DIRECTIONS:
Reproduce the data below word for word, keeping every line in its original order.

========================

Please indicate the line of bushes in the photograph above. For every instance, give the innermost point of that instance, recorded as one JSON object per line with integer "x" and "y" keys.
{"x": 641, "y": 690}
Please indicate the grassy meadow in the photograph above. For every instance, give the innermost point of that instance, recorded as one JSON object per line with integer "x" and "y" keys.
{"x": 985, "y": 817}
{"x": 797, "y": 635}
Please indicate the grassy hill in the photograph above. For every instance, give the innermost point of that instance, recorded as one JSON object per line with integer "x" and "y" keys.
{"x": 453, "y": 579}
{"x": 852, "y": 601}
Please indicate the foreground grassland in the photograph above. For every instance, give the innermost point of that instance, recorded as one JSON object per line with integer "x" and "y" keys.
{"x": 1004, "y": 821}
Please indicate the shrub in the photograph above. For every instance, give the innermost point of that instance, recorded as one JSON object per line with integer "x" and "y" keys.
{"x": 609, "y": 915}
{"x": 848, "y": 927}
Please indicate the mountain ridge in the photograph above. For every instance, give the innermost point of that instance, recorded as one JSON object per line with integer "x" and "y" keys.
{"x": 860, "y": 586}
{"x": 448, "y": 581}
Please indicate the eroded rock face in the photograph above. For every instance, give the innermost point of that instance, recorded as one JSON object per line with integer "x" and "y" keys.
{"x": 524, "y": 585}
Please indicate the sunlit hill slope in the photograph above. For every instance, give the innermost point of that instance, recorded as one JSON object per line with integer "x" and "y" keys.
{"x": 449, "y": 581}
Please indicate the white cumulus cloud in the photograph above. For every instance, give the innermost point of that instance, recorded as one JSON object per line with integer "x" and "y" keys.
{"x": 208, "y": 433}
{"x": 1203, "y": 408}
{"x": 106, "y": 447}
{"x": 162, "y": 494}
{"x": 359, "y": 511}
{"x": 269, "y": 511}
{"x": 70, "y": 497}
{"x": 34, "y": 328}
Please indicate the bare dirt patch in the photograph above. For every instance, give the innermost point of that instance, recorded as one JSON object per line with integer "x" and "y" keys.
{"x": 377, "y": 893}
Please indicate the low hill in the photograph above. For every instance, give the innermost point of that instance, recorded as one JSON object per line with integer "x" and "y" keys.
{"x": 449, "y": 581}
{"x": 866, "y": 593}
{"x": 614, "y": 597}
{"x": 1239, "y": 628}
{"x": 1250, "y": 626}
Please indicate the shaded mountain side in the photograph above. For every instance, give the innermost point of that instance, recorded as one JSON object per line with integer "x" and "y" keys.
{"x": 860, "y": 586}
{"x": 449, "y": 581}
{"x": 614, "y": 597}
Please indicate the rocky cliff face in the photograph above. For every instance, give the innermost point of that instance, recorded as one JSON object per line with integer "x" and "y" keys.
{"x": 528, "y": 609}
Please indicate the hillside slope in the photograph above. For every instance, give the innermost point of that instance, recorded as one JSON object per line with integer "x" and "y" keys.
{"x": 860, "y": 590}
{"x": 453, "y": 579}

========================

TASK SOLUTION:
Please indicate the line of bushes in the photograph above. For every instance, give the innermost point of that instance, recorded as one JSON object per line with integer "x" and "y" keys.
{"x": 641, "y": 690}
Please indicate the grassy meadow in the photograph above. For every instance, give the innermost point of that instance, recorded as one JSON object per line with integer "x" and "y" keys.
{"x": 985, "y": 817}
{"x": 797, "y": 635}
Please indicate the grassy hill in the photograph above. For every instance, give the innermost point of that instance, recorded as one JSON object per line with integer "x" and "y" keys.
{"x": 453, "y": 579}
{"x": 852, "y": 601}
Please indicate the foreground grassland in the photograph above. For every instance, give the innermost point of that instance, recorded as one JSON object per line with integer "x" and "y" keys.
{"x": 1004, "y": 821}
Please indicate the shrub in the photograph above. For every instance, give the innermost point of that instance, recorded as one JSON object per line with integer "x" and "y" keys.
{"x": 609, "y": 915}
{"x": 848, "y": 927}
Please indicate the mountain ridge in the photograph above. For every instance, give the innermost point of that instance, recorded as one JSON object per line with integer "x" and "y" keys.
{"x": 860, "y": 586}
{"x": 448, "y": 581}
Please indicate the eroded rock face in the photograph above. For every instance, give the innermost point of that instance, recorded as one JSON object per line with integer "x" and "y" keys.
{"x": 524, "y": 585}
Please indicate the sunlit hill slope in the photograph above. For every instance, give the innermost point of that instance, recorded as one JSON object per line with integer "x" and "y" keys.
{"x": 449, "y": 581}
Please indicate the white cumulus cloud in the photograph above. For every instance, give the innermost point of that instance, recorded as one JSON object per line with integer "x" and "y" keys.
{"x": 208, "y": 433}
{"x": 1203, "y": 408}
{"x": 106, "y": 447}
{"x": 162, "y": 494}
{"x": 359, "y": 511}
{"x": 269, "y": 511}
{"x": 70, "y": 497}
{"x": 34, "y": 328}
Please indicate the bare dirt patch in the photograph above. For every instance, give the innermost point of that instance, recorded as one JSON object per line with integer "x" and "y" keys.
{"x": 377, "y": 893}
Please indicate the low hill in the photograph above. For every instance, give the innermost point of that instance, recorded as one JSON object per line with integer "x" and "y" keys.
{"x": 449, "y": 581}
{"x": 866, "y": 593}
{"x": 614, "y": 597}
{"x": 1239, "y": 628}
{"x": 1250, "y": 626}
Please indicate the shaded mountain side in the photograph above. For every instance, give the innermost point of that instance, recorded as one JSON object per line with integer "x" and "y" keys.
{"x": 860, "y": 586}
{"x": 449, "y": 581}
{"x": 614, "y": 597}
Please indicate the rocky cliff face in the photograph above. For every instance, give the innermost point of that instance, recorded as one JSON object per line with integer "x" and "y" keys.
{"x": 528, "y": 609}
Please indicate the hillside slope in the photograph above. For every instance, give the innermost point of that instance, recorded as one JSON object per line with integer "x" and "y" keys.
{"x": 860, "y": 590}
{"x": 453, "y": 579}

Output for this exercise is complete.